> **What the task asks**
All of the listing is to be written out word for word, with the pictures left out.

> **Given data**
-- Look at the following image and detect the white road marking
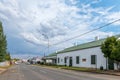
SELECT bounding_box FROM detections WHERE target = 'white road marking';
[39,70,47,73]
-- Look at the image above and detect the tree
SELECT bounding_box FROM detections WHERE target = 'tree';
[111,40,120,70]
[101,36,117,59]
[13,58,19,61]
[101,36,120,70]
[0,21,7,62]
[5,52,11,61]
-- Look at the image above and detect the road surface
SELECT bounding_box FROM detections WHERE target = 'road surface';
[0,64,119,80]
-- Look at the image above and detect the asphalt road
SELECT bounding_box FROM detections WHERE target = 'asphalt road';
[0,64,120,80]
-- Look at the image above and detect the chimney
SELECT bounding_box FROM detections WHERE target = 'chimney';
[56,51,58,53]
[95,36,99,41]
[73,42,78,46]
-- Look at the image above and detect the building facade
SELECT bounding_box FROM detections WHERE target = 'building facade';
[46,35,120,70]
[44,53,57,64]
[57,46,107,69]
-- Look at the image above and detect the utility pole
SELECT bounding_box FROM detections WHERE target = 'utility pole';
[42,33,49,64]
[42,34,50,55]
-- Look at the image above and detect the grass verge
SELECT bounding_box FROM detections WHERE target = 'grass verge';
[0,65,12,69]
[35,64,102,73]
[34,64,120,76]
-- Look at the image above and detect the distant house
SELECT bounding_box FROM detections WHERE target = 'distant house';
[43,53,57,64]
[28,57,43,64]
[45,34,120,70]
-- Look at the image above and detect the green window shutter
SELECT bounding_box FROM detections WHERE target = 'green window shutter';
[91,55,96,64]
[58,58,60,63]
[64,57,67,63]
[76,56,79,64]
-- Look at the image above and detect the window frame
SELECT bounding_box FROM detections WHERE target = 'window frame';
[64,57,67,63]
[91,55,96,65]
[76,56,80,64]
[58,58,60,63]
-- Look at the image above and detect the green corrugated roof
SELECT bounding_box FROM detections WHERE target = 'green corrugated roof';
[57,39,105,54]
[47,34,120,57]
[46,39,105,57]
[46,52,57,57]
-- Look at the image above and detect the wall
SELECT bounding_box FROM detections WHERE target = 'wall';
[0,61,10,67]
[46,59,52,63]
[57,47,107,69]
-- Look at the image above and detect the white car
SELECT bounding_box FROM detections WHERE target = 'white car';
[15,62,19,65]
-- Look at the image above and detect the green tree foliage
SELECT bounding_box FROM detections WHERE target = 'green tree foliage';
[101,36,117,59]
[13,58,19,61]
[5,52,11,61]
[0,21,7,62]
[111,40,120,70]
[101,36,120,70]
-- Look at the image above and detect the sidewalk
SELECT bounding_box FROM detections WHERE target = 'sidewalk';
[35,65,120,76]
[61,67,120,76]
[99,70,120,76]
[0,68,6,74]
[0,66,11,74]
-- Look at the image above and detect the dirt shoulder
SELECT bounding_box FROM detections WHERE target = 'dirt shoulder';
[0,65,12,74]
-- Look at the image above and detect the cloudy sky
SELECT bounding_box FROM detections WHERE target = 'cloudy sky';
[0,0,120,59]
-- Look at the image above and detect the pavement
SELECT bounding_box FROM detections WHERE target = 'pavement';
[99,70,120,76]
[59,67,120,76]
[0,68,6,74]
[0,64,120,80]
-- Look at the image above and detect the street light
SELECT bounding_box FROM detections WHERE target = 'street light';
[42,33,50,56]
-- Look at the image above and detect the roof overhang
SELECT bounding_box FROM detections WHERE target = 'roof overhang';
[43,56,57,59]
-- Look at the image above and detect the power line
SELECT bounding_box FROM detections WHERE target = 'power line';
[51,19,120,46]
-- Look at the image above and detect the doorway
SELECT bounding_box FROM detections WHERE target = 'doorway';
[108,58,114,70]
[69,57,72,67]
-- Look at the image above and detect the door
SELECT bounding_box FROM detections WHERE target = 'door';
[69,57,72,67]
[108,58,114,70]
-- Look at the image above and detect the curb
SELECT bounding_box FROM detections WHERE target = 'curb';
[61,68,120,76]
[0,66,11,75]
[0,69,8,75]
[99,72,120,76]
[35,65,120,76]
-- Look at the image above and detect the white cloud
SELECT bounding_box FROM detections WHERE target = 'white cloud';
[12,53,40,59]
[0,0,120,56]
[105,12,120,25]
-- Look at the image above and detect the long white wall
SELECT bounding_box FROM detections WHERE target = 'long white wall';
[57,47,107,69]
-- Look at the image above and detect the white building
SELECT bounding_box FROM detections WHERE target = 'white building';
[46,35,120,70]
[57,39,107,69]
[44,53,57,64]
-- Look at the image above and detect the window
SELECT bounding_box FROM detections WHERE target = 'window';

> **Solution to this problem**
-- Look at the following image and detect the white road marking
SELECT bounding_box FROM detections WHERE target = 'white road marking';
[39,70,47,73]
-- Look at the image above and detect the tree
SELECT bounding_box FROM detections WHERE target = 'tree';
[111,40,120,70]
[101,36,117,59]
[13,58,19,61]
[101,36,120,70]
[0,21,7,62]
[5,52,11,61]
-- Look at the image above and detect the road surface
SELECT bounding_box FROM detections WHERE target = 'road surface';
[0,64,119,80]
-- Look at the image above and detect the asphalt road
SELECT bounding_box FROM detections WHERE target = 'asphalt road';
[0,64,120,80]
-- Look at the image above and detect the chimney
SELECT bounding_box FROM detections WHERE target = 'chimney';
[56,51,58,53]
[95,36,99,41]
[73,42,78,46]
-- Look at the image above and detect the building facade
SELECT bounding_box FROM detections WHERE target = 'building facade';
[46,35,120,70]
[44,53,57,64]
[57,46,107,69]
-- Look at the image above and detect the utility pole
SELECT bounding_box FROM detections WHERE target = 'utility pole';
[42,33,49,64]
[42,34,50,55]
-- Look at the image above and detect the grass verge
SELECT bounding_box FROM detections WHERE target = 'grass verge';
[0,65,12,69]
[35,64,102,73]
[34,64,120,76]
-- Look at the image above and detect the distant house
SELECT bounding_box FROM detections WHERE target = 'distant house';
[43,53,57,64]
[28,57,43,64]
[45,34,120,70]
-- Look at the image above and detect the green window shutter
SELECT bounding_box FROM detections WHERE target = 'green window shutter';
[91,55,96,64]
[58,58,60,63]
[64,57,67,63]
[76,56,79,64]
-- Look at the image above and detect the window frame
SELECT bounding_box FROM detections WHERE target = 'window frame';
[64,57,67,63]
[91,55,96,65]
[76,56,80,64]
[58,58,60,63]
-- Look at the image above and detect the green corrugated roof
SELECT bounding_box FROM detections WHERE target = 'green corrugated roof';
[57,39,105,54]
[47,34,120,57]
[46,39,105,57]
[46,52,57,57]
-- Look at the image above and detect the wall
SELECT bounding_box FROM detections WHERE target = 'wall';
[0,61,10,67]
[46,59,52,63]
[57,47,107,69]
-- Look at the image above and detect the white car
SELECT bounding_box FROM detections WHERE target = 'white car';
[15,62,19,65]
-- Look at the image above and detect the green tree foliage
SELECT bounding_box FROM detections WHERE target = 'green tree foliage';
[101,36,117,59]
[13,58,19,61]
[5,52,11,61]
[0,21,7,62]
[111,40,120,70]
[101,36,120,70]
-- Look at the image above and detect the sidewalk
SELECT bounding_box FROM detections WHERE target = 'sidewalk';
[35,65,120,76]
[61,67,120,76]
[99,70,120,76]
[0,68,6,74]
[0,66,11,74]
-- Look at the image above and detect the dirt shoulder
SELECT bounding_box FROM detections WHERE target = 'dirt shoulder';
[0,65,12,74]
-- Look at the image above and detect the cloudy sky
SELECT bounding_box FROM detections WHERE target = 'cloudy sky';
[0,0,120,59]
-- Look at the image above and detect the pavement
SELECT bounding_box FROM detections WHERE target = 'pavement';
[99,70,120,76]
[59,67,120,76]
[0,68,6,74]
[0,64,120,80]
-- Look at the image above and detect the street light
SELECT bounding_box FROM detections WHERE target = 'street light';
[42,33,50,56]
-- Look at the image above and detect the roof overhang
SELECT bounding_box FROM detections WHERE target = 'roof overhang';
[43,56,57,59]
-- Look at the image above and detect the power line
SELECT bounding_box FROM detections WHERE target = 'power line';
[51,19,120,46]
-- Look at the image above and detect the doorway
SELECT bounding_box FROM detections WHERE target = 'doorway';
[108,58,114,70]
[69,57,72,67]
-- Look at the image above and detect the door
SELECT bounding_box FROM detections WHERE target = 'door';
[69,57,72,67]
[108,58,114,70]
-- Look at the image above and detect the curb
SELECT bounding_box FROM detections WHERE target = 'curb';
[61,68,120,76]
[0,66,11,75]
[0,69,8,75]
[99,72,120,76]
[35,65,120,76]
-- Look at the image above and detect the white cloud
SELECT bounding_box FROM detections WHERE target = 'white cloud';
[12,53,40,59]
[0,0,120,56]
[105,12,120,25]
-- Look at the image above and detect the long white wall
SELECT bounding_box FROM detections WHERE target = 'long white wall';
[57,47,107,69]
-- Look at the image above and detect the white building
SELECT bounding_box FROM detections WHERE target = 'white building';
[46,35,120,70]
[57,39,107,69]
[44,53,57,64]
-- Look at the image above and detect the window
SELECT bounding_box FROM detections WHERE target = 'window';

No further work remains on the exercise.